DOCUMENT PASSAGE:
----------------
Course Title: Legal Translation Studies
Academic Credits: 2
Preliminary Courses Required
The graduate students are required to take the following courses before taking this course:
English Legal Documents
Introduction to Linguistics
Pragmatics, Sociolinguistics
Discourse Analysis
general translation theories
Aims and Requirements–A Description
This course is theoretical in nature. It is designed to introduce and discuss general translation theories, the history, characteristics and processes of legal translation, the theories and methods of legal translation studies, and the critical assessment of translated legal documents. The students are required, after taking this course, to conduct independent studies on the translation of legal language and texts from the perspectives of translation, contrastive linguistics, legal studies, sociology and cognitive science. For better performance in both theory and practice, we also conduct some C-E/E-C* translation practice in the field of legal discourse.
(*C-E: Chinese to English; E-C: English to Chinese)
Textbook
Susan Sarcevic, 1997. New Approach to Legal Translation. The Hague: Kluwer Law International.
----------------
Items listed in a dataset

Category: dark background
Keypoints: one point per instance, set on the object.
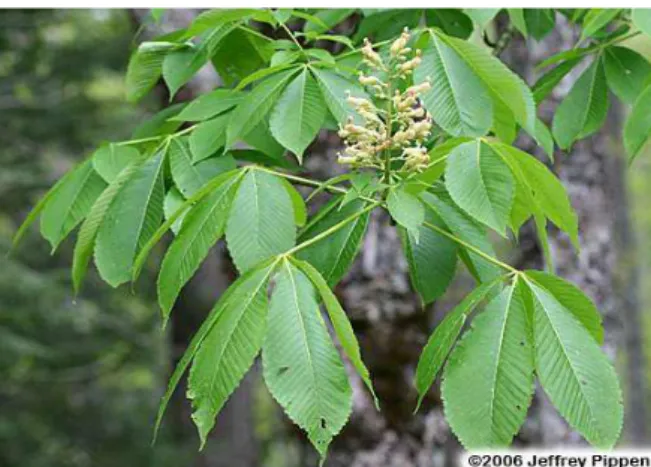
(80, 379)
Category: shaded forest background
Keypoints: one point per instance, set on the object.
(81, 378)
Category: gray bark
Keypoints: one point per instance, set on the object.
(392, 327)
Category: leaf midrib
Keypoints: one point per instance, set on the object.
(569, 362)
(315, 386)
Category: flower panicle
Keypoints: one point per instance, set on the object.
(398, 132)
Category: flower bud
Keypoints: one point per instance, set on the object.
(400, 43)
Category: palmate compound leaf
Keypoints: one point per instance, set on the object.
(505, 87)
(480, 182)
(228, 350)
(340, 323)
(256, 105)
(189, 177)
(406, 209)
(334, 89)
(238, 310)
(432, 260)
(572, 299)
(261, 221)
(202, 226)
(548, 194)
(302, 368)
(145, 67)
(209, 105)
(584, 109)
(71, 200)
(642, 19)
(176, 216)
(626, 72)
(208, 137)
(299, 114)
(458, 100)
(94, 219)
(488, 380)
(131, 219)
(333, 256)
(574, 372)
(110, 159)
(465, 228)
(442, 340)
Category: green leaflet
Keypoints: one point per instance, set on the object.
(202, 226)
(209, 105)
(176, 217)
(334, 89)
(637, 129)
(465, 228)
(442, 340)
(432, 260)
(504, 85)
(190, 177)
(94, 219)
(458, 100)
(301, 366)
(241, 53)
(299, 114)
(208, 137)
(228, 350)
(160, 124)
(181, 65)
(173, 201)
(131, 219)
(575, 374)
(481, 16)
(334, 256)
(583, 110)
(572, 299)
(406, 209)
(547, 192)
(110, 159)
(642, 19)
(626, 72)
(145, 68)
(480, 183)
(260, 138)
(300, 210)
(340, 323)
(488, 380)
(596, 19)
(241, 297)
(256, 105)
(216, 18)
(71, 200)
(452, 21)
(261, 222)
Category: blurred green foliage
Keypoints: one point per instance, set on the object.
(80, 377)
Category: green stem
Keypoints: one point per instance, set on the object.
(468, 246)
(291, 35)
(373, 204)
(334, 228)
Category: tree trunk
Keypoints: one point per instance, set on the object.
(393, 328)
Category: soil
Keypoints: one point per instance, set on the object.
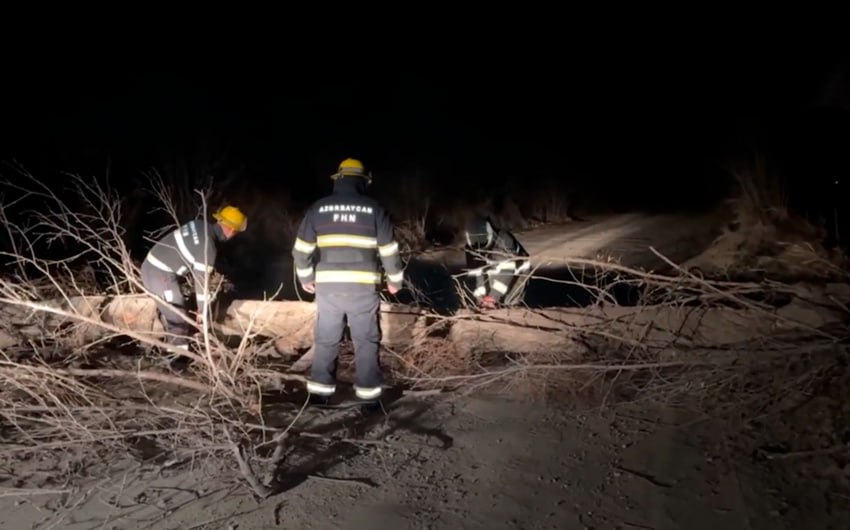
(446, 461)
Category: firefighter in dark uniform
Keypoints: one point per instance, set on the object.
(343, 241)
(190, 249)
(495, 259)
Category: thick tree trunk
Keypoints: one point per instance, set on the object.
(291, 324)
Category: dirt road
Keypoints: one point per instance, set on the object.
(443, 464)
(625, 238)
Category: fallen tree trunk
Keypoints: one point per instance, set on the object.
(291, 324)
----------------
EXERCISES TO COMPLETE:
1/ Which perspectives does the course description say students should use in their independent studies of legal language and texts? List every one.
2/ Extend the course description with the next part after the textbook entry.

ANSWERS:
1/ Translation, contrastive linguistics, legal studies, sociology, and cognitive science.

2/
Course Content and Time Allotment
This is a term course which includes the following parts:
- An Introduction to General Translation Theories
- Fundamentals of Legal Language and Its Functions
- The Relationship between General Translation Theory and Legal Translation
- History of Legal Translation
- Legal Translation as an Act of Communication within the Mechanism of the Law
- The Role of the Legal Translator
- Basic Knowledge about Legal Texts with special concerns paid to the comparison and contrast between Chinese and English legal texts and legal languages
- Creativity in the process of legal translation
- Terminological Problems of Legal Translation
- Critical Assessment of Legal Translation
In class, the teacher lectures and guides student discussion and presentation while the students present the specific part of the textbook allotted to them orally.
Reference Books
- Gibbons, John (ed.), 1994. Language and the Law. New York: Longman.
- Goodrich, Peter, 1988. Legal Discourse. Hampsire & London: The Macmillan Pres Ltd.
- Morris, Marshall (ed.), 1995. Translation and the Law. Amsterdam: John Benjamins Publishing Company (American Translators Association – Scholarly Monograph Series, Vol. VIII)
- Baker, Mona, 1992/2000. In Other Words: A Coursebook on Translation. London: - Taylor & Francis Ltd. (1992); Beijing: Foreign Language Teaching & Research Press (2000).
- Nida, Eugene, 1993. Language, Culture & Translating. Shanghai: Shanghai Foreign Language Education Press.
- Jin, Di & Eugene Nida, 1986. On Translation. 北京:中国对外翻译出版公司。
- Gutt, Ernest-August, 1991. Translation and Relevance: Cognition and Context. Oxford & Cambridge, MA: Basil Blackwell.
- Hewson, Lance and Jacky Martin (1991) Redefining Translation. The Variational - Approach, London/New York: Routledge.
- Sun, Yihua, and Guangran Zhou,1997. Legal Linguistics. Beijing: The China - University of Politics and Law Press.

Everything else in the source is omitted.